BEGIN Extracted text
No travel restrictions for Caribbean PLWHIV by 2015

(CARICOM Secretariat, Turkeyen, Greater Georgetown, Guyana) – Approximately 200 hundred delegates attending the Tenth Annual General Meeting of the Pan Caribbean Partnership against HIV and AIDS held in St. Maarten ended their meeting on 2 November with a resolution calling for universal access to prevention, care and treatment at the centre of the HIV and AIDS response.

The ten-year old Partnership committed to eliminating by 2015 mother-to-child transmission and travel restrictions of persons living with HIV, increasing by 80 per cent access to care and treatment, decreasing by 50 per cent the number of new infections, and accelerating the human rights agenda.

The resolution also called for re-establishing “Champions for Change” to include parliamentarians, representatives of the private sector, faith-based organizations, youth, and cultural and sport icons. These champions for change throughout the Caribbean will be PANCAP advocates for reducing stigma and discrimination against PLWA.

Human rights violations as a result of stigma and discrimination continue to impede the Caribbean’s response to the epidemic. In the context of travel restrictions, several countries still impose some form of travel restrictions on the entry, stay and residence of people based on their HIV status.

On the issue of prevention and treatment, a recently-released study by UNAIDS on the status of HIV/AIDS in the Caribbean revealed progress in treatment with access to ARVs with more than half of the persons needing treatment getting it. This has resulted in a 40 per cent reduction in the number of AIDS-related deaths since 2001. And while indicative of the progress being made in reversing the epidemic, it is still far short of universal access.
END Extracted text
BEGIN Excerpted data
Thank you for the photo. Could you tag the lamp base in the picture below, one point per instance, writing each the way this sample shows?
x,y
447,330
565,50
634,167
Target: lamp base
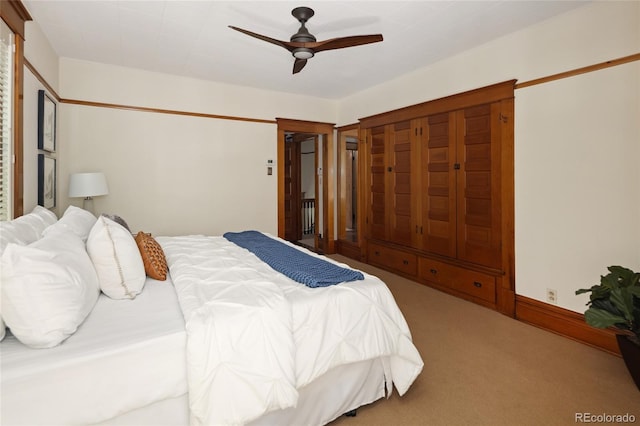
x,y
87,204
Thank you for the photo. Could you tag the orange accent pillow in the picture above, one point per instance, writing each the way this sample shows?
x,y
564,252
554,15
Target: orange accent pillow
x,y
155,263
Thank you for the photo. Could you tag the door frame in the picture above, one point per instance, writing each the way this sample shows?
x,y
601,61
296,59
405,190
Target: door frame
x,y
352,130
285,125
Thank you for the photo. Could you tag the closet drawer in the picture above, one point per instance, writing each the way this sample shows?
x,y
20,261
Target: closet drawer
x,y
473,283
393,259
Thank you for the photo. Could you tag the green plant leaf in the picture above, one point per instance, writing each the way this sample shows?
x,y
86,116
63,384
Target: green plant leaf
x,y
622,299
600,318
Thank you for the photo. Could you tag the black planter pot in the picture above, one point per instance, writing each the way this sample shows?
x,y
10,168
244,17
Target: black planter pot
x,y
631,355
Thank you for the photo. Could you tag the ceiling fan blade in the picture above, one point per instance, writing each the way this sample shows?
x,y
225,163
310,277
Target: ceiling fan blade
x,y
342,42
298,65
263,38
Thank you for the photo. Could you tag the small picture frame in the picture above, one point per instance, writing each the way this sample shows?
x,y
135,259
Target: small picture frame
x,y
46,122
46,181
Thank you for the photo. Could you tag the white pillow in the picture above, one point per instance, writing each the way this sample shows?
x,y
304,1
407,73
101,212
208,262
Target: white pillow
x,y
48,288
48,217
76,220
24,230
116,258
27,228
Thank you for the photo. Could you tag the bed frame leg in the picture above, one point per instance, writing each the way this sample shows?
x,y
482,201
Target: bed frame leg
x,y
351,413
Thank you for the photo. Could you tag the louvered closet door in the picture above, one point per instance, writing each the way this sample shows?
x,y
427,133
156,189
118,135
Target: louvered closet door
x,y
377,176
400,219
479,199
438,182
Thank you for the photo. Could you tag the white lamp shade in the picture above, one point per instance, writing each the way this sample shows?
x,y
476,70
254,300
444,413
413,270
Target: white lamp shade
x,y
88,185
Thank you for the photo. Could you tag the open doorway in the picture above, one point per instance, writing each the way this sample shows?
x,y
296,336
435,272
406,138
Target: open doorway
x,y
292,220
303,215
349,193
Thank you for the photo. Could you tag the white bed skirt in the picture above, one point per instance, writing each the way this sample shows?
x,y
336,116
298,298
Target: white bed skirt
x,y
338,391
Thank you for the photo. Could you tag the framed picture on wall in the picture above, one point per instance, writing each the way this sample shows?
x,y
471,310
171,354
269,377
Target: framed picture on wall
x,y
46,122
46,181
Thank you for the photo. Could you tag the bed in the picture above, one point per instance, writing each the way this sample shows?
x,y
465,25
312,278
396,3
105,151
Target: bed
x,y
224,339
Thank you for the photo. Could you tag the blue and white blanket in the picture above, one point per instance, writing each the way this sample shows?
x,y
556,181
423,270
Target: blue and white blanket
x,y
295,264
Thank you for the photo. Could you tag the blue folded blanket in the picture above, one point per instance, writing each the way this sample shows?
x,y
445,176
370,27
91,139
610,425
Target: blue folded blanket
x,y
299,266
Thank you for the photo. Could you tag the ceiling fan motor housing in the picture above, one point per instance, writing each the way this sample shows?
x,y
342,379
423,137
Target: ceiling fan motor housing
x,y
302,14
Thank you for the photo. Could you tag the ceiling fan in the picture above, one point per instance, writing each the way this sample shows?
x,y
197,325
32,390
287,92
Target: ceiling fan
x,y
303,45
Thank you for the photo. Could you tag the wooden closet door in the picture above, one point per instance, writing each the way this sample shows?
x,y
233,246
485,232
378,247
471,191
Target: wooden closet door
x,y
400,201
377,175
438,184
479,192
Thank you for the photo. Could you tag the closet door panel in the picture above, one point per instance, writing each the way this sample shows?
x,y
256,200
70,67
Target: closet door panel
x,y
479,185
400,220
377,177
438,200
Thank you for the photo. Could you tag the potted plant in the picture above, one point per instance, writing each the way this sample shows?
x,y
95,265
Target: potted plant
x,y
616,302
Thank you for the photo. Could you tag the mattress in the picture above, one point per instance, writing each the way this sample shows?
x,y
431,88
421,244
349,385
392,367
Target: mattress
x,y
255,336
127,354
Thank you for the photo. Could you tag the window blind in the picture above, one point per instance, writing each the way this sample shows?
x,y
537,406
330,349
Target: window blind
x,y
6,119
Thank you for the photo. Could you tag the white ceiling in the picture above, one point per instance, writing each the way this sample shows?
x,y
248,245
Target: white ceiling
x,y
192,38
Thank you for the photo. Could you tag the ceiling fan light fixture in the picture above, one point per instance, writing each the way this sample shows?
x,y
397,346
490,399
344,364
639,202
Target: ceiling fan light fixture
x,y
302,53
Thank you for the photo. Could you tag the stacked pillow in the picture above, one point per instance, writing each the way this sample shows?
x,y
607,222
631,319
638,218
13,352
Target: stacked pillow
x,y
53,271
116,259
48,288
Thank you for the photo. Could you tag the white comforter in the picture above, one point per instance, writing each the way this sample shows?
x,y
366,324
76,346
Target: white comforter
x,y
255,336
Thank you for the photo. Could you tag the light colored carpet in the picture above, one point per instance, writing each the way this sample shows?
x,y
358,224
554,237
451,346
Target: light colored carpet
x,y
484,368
END Excerpted data
Problems and tasks =
a) In the news article about the Pan Caribbean Partnership meeting, by how much did AIDS-related deaths fall since 2001?
b) Copy the news article about the Pan Caribbean Partnership meeting starting at "On the issue" and ending at "of universal access.".

Your responses =
a) By 40 per cent.

b)
On the issue of prevention and treatment, a recently-released study by UNAIDS on the status of HIV/AIDS in the Caribbean revealed progress in treatment with access to ARVs with more than half of the persons needing treatment getting it. This has resulted in a 40 per cent reduction in the number of AIDS-related deaths since 2001. And while indicative of the progress being made in reversing the epidemic, it is still far short of universal access.